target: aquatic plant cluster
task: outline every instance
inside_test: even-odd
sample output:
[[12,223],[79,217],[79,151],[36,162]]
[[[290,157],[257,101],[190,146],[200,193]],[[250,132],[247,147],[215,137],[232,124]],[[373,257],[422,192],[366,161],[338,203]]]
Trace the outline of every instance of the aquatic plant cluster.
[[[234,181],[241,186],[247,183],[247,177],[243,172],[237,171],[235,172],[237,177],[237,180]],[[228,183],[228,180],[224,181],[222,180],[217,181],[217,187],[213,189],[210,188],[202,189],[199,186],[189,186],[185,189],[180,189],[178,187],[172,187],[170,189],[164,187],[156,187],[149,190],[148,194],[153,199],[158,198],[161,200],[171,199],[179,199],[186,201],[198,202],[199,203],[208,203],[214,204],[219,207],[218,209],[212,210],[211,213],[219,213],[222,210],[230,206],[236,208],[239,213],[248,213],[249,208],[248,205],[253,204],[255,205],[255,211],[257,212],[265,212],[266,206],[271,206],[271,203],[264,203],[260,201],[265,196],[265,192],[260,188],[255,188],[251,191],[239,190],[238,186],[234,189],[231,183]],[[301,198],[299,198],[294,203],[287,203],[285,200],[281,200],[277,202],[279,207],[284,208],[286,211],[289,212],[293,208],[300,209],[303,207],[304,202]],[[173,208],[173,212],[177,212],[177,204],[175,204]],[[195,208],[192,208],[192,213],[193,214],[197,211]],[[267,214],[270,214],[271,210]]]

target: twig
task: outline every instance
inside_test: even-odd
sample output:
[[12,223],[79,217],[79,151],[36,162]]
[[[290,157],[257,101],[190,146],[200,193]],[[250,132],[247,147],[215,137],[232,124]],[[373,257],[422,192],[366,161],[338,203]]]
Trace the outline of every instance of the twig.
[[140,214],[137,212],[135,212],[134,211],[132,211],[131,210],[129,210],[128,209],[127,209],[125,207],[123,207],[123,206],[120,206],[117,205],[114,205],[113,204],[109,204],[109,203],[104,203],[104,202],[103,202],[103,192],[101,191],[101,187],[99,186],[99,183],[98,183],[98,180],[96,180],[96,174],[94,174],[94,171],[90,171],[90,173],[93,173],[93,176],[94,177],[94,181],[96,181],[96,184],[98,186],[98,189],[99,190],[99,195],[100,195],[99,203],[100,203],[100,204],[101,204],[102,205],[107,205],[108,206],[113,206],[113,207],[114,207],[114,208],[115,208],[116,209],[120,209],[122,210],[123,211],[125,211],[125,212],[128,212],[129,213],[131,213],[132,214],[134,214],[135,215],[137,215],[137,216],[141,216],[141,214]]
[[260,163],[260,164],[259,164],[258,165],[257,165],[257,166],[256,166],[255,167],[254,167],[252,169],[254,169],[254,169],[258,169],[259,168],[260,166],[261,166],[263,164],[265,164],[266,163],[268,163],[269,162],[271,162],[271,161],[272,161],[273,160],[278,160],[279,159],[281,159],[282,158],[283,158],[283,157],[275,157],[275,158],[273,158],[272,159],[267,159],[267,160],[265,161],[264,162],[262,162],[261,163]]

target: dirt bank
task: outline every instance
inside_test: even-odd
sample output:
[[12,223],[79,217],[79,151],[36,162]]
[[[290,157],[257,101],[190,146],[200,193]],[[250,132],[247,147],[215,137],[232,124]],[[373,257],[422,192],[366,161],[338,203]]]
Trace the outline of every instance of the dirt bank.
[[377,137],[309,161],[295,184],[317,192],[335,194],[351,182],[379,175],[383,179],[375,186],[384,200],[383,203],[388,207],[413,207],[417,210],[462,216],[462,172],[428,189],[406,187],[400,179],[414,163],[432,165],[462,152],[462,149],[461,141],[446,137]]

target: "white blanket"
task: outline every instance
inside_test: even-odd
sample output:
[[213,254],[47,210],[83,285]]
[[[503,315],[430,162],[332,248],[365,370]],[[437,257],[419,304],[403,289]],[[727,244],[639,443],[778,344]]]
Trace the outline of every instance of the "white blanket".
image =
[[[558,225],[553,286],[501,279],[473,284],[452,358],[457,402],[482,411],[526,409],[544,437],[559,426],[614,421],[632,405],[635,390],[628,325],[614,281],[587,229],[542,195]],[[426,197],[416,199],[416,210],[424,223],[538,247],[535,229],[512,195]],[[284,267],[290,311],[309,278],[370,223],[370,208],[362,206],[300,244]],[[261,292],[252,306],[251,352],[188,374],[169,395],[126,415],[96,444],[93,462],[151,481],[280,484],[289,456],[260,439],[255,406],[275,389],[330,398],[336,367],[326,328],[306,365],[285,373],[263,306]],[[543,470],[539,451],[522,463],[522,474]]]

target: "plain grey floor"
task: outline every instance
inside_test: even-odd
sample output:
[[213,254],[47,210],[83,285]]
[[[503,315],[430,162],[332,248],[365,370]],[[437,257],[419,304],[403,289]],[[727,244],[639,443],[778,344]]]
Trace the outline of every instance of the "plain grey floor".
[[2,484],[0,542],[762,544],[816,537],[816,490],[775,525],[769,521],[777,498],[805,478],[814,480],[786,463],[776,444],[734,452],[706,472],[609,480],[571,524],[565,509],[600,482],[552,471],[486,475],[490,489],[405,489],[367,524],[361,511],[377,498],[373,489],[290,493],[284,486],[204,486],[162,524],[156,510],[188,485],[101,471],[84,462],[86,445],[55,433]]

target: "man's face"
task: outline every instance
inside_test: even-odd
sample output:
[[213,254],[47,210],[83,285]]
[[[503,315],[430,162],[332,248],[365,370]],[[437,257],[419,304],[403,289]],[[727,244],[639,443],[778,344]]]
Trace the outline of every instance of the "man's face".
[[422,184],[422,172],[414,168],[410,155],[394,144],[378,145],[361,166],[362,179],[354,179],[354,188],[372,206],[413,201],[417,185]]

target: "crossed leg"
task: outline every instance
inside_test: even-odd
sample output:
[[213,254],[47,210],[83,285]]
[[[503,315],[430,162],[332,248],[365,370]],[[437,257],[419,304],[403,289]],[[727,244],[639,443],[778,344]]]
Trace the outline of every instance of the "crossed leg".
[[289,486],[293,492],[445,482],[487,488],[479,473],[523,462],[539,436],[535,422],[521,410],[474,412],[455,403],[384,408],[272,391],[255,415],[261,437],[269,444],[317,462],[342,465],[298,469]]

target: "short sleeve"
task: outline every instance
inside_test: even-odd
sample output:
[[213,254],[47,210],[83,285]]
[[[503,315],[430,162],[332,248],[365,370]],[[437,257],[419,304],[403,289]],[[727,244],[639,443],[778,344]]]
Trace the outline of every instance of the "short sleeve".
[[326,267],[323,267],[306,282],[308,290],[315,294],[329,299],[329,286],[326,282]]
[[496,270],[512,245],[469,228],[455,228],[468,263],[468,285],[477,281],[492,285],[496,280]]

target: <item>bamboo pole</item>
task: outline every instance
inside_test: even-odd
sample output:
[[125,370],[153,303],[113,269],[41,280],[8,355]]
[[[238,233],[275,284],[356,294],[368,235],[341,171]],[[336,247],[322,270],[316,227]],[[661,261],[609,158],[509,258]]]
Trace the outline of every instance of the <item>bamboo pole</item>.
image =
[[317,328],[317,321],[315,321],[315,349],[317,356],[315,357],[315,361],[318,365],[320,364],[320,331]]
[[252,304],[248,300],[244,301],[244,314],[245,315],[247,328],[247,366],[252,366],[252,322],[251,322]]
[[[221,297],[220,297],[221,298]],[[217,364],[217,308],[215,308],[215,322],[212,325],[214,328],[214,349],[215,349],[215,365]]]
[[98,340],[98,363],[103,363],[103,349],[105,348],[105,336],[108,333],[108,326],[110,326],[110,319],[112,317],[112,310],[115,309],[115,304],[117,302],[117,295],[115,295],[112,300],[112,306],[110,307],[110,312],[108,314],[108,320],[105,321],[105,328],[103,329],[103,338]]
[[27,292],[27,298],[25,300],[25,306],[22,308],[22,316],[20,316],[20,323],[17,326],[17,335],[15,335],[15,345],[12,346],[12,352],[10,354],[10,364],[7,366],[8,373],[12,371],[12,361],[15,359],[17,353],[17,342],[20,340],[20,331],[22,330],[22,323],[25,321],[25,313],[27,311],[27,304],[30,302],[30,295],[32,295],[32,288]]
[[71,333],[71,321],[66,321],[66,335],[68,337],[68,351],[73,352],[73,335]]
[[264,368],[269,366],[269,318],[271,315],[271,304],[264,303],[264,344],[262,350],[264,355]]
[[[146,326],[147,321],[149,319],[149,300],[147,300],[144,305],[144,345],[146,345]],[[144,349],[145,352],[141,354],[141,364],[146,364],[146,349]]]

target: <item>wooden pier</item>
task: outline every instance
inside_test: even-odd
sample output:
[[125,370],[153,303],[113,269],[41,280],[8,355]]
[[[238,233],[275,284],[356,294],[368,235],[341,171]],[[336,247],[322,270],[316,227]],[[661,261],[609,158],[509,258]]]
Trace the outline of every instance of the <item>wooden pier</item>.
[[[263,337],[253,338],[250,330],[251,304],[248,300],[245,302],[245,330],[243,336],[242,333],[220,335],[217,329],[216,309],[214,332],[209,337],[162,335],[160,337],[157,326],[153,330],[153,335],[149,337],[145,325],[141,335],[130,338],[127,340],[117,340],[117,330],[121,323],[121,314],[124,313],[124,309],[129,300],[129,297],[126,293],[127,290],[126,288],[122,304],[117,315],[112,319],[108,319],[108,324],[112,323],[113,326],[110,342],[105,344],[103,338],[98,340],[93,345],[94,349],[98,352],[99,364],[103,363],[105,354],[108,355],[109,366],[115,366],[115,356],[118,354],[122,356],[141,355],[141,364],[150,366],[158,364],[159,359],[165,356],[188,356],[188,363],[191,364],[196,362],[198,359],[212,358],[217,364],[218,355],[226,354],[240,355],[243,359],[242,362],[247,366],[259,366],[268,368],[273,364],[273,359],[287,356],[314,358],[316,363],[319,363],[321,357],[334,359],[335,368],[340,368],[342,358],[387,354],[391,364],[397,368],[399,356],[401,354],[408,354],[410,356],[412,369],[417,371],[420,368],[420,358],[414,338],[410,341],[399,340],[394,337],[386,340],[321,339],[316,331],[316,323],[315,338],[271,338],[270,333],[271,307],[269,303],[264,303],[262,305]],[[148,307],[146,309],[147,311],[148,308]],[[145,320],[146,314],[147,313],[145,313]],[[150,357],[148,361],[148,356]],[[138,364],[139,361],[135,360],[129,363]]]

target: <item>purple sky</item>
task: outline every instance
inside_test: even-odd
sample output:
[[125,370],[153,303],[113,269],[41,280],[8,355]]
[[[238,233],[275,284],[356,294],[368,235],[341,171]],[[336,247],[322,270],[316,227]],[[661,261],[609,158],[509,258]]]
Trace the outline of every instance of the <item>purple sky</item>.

**Directions:** Identify every line of the data above that contains the string "blanket" and copy each such line in full.

**Answer in full:**
target: "white blanket"
Trace the outline of every instance of the "white blanket".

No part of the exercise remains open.